* **INFORMATION GIVEN**:
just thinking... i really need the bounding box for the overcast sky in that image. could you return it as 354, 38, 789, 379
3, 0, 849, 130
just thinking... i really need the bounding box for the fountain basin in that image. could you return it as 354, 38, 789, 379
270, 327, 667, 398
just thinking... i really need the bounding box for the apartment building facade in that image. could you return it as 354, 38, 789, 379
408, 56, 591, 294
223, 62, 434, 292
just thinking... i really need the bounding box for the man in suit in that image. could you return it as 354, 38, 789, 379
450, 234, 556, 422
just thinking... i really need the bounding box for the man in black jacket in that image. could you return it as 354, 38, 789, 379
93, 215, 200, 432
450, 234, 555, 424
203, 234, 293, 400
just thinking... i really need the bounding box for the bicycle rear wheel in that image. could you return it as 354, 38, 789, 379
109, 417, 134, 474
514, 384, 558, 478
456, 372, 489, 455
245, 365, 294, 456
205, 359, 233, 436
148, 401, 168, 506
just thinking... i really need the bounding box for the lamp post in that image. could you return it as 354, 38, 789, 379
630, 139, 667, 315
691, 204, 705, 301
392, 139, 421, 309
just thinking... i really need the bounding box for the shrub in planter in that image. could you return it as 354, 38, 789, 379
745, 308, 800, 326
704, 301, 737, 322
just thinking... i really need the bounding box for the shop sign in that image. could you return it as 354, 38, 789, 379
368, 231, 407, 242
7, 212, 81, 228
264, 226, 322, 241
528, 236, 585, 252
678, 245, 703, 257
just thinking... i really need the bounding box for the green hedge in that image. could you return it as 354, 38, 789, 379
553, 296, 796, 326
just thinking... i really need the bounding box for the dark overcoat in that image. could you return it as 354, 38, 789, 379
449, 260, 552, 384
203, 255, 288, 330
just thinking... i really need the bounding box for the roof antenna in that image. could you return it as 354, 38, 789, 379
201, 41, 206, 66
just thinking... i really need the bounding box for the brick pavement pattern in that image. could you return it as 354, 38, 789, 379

* **ASSIGNMENT**:
Return the entries above in full and exactly as written.

* **RESPONSE BOX**:
just thinking... i really need the bounding box for the overcast sky in that image. could you return it as 354, 38, 789, 379
3, 0, 849, 130
just thinking... i really need the bounding box for the fountain basin in that image. could you return it as 354, 38, 789, 379
270, 327, 667, 398
just thinking... i really need the bounding box for the apartment building facade in that image. could you return it as 354, 38, 789, 379
408, 56, 591, 294
223, 62, 434, 292
just thinking... i really need the bounding box for the man in suit in that image. could you return it as 354, 38, 789, 379
450, 234, 556, 422
just thinking... i really need the bounding box for the man in black jacket in that image. could you return it as 354, 38, 789, 379
93, 215, 200, 432
450, 234, 555, 424
203, 234, 293, 400
just thinking... i really need the bounding box for the bicycle rear wheel in that image. could you return it as 354, 38, 789, 379
109, 417, 134, 474
514, 384, 558, 478
456, 372, 489, 455
245, 365, 294, 456
205, 359, 233, 436
148, 401, 168, 506
just thinking... i really need the bounding box for the lamp post in that image. could you return it as 354, 38, 789, 379
630, 139, 667, 315
691, 204, 705, 301
392, 139, 421, 309
just thinking... i really need the bounding box for the shrub in planter in that image. could you return it as 354, 38, 789, 379
745, 308, 800, 326
704, 301, 737, 322
just thinking... i really need the bounding box for the shop sign in that image. could you return it as 354, 38, 789, 379
368, 231, 407, 242
7, 212, 81, 228
264, 226, 322, 241
528, 236, 585, 252
678, 245, 703, 257
just thinking... i really need the bounding box for the green hedge in that image. could you return it as 354, 38, 789, 379
553, 296, 796, 326
just thinking... i really need the bounding box for the dark overcoat in that image. could you return it as 354, 38, 789, 379
449, 260, 552, 384
203, 255, 288, 330
just thinking... i really need the bounding box for the roof antenna in that image. could you return it as 354, 38, 789, 379
201, 41, 206, 66
just thinking... i really need the bounding box for the brick pavement pattern in that image. could you return it as 354, 38, 789, 379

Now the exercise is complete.